[EXERCISES]:
[a] Copy the passage on AbbVie's Apogee deal again, everything from "AbbVie is positioning" down to "before rivals do.", swapping "APG777" for "zumilokibart".
[b] In the passage on AbbVie's Apogee deal, which protein does the antibody APG777 target?

[TEXT BLOCK]:
Both boards approved the deal unanimously. What stands out is the price tag for a company with no approved product and no revenue from sales.

The whole bet is one drug

Apogee's lead asset is APG777, also called zumilokibart. It is an antibody that targets a protein called IL-13, the same pathway behind atopic dermatitis, the chronic skin condition better known as severe eczema. The drug is engineered with a long half-life, which means patients could need far fewer injections than current options. In a mid-stage trial, about two-thirds of patients saw their skin clear at 16 weeks. The drug is set to enter Phase 3, the final testing stage, in the second half of this year.

AbbVie is positioning APG777 as a challenger to Dupixent, the Regeneron and Sanofi blockbuster that generates more than $14 billion a year treating the same condition. Less frequent dosing is the wedge. If APG777 works in late-stage trials and reaches the market with a longer gap between shots, it could take share in a category where convenience drives prescriptions.

Why AbbVie is reaching for pipeline

AbbVie spent years living off Humira, its immunology giant that lost patent protection and now faces cheap copies. The company replaced that revenue with two newer immunology drugs, Skyrizi and Rinvoq, which are carrying growth today. Buying Apogee deepens the same playbook: own the next wave of immune-system and skin-disease treatments before rivals do.

[DATASET CONTENT]:
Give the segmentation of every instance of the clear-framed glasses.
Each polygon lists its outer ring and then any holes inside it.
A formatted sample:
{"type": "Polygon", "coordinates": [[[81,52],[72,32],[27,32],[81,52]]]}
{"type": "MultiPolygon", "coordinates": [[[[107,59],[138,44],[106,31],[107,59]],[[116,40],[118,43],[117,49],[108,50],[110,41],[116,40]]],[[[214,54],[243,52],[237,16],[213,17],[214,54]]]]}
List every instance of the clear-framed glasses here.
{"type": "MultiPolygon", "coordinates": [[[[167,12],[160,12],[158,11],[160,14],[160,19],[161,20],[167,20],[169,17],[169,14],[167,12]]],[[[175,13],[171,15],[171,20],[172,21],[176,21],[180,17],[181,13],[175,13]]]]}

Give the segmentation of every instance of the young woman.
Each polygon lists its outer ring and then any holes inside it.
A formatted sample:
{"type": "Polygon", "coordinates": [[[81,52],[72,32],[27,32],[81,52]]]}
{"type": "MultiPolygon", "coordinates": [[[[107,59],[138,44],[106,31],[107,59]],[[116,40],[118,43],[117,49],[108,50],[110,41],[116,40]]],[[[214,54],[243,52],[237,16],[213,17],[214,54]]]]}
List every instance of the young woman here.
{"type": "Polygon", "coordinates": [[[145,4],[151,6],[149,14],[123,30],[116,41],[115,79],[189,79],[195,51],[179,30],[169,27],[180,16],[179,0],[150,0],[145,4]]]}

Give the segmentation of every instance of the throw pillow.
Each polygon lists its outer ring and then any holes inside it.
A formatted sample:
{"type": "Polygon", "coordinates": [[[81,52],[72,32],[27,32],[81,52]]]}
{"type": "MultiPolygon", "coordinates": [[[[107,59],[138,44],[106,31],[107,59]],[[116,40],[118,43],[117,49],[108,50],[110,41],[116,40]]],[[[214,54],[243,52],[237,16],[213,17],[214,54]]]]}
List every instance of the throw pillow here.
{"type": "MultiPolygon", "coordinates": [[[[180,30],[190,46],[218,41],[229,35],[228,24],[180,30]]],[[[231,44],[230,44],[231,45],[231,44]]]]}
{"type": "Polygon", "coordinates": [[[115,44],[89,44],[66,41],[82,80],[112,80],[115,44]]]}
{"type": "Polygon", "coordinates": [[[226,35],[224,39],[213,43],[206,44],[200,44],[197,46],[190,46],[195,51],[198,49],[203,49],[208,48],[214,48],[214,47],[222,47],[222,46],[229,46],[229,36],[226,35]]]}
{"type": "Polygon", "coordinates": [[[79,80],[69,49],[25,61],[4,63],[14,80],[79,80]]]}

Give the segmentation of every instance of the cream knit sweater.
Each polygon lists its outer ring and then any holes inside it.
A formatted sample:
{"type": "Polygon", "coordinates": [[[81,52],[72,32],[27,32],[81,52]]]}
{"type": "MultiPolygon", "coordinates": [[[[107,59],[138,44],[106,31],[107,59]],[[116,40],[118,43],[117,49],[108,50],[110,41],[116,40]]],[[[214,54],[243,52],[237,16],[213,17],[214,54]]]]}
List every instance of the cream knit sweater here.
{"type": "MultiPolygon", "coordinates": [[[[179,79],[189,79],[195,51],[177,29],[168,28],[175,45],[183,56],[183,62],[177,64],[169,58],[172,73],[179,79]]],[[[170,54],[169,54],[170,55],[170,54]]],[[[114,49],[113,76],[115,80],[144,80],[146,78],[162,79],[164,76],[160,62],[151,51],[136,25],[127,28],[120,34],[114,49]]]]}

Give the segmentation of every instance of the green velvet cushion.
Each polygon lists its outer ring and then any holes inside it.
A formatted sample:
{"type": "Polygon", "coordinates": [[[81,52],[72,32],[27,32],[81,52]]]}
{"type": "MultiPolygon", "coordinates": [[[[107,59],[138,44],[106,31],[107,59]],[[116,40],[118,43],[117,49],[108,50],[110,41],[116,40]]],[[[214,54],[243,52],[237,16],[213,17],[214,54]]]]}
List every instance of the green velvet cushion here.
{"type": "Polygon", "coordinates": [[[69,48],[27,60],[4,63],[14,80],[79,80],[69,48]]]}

[RESPONSES BY TASK]:
[a]
AbbVie is positioning zumilokibart as a challenger to Dupixent, the Regeneron and Sanofi blockbuster that generates more than $14 billion a year treating the same condition. Less frequent dosing is the wedge. If zumilokibart works in late-stage trials and reaches the market with a longer gap between shots, it could take share in a category where convenience drives prescriptions.

Why AbbVie is reaching for pipeline

AbbVie spent years living off Humira, its immunology giant that lost patent protection and now faces cheap copies. The company replaced that revenue with two newer immunology drugs, Skyrizi and Rinvoq, which are carrying growth today. Buying Apogee deepens the same playbook: own the next wave of immune-system and skin-disease treatments before rivals do.

[b] IL-13.